⟨

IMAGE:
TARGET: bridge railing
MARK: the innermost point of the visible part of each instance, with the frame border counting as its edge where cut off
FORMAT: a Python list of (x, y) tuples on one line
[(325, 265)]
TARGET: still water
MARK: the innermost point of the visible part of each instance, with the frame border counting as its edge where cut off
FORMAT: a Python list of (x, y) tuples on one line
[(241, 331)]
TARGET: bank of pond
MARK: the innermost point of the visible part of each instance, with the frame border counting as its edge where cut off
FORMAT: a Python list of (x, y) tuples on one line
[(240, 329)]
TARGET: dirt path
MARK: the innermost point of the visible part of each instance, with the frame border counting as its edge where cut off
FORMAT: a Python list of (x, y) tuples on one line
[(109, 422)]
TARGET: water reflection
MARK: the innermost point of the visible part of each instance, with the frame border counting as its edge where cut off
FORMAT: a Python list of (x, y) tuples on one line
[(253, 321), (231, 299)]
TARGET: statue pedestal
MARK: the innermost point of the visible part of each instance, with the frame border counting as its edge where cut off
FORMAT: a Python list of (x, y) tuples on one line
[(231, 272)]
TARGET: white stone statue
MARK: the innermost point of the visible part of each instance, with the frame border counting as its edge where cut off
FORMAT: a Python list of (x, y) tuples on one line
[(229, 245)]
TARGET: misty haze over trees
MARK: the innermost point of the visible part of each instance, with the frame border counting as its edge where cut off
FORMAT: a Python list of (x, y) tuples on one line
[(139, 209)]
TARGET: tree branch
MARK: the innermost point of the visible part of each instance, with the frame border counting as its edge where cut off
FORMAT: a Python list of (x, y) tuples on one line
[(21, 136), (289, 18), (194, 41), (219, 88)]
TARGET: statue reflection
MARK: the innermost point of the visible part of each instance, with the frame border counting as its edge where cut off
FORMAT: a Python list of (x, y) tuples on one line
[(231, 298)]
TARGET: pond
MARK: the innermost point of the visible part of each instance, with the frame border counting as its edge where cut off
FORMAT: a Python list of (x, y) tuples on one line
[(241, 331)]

⟩

■ What the task asks
Each line from the start of the listing above through the line containing "TARGET: water reflection" should be copied exactly, please, with no other lines added.

■ Reply
IMAGE:
TARGET: bridge railing
MARK: the innermost point of the visible part of each instance, with the frame border counting as its edge where cut off
FORMAT: a Python list of (x, y) tuples on one line
[(325, 265)]
TARGET: still water
MARK: the innermost point of the visible part of each instance, with the frame border counting as its edge where cut off
FORMAT: a Python list of (x, y) tuples on one line
[(241, 331)]
TARGET: bank of pond
MARK: the innermost point of the visible part of each instance, with the frame border counting as its edge where cut off
FORMAT: a Python list of (x, y) tuples on one line
[(240, 329)]
TARGET: dirt path
MARK: the innermost point of the visible part of each instance, with the frame border counting as its edge where cut off
FORMAT: a Python list of (x, y) tuples on one line
[(109, 422)]
TARGET: water reflection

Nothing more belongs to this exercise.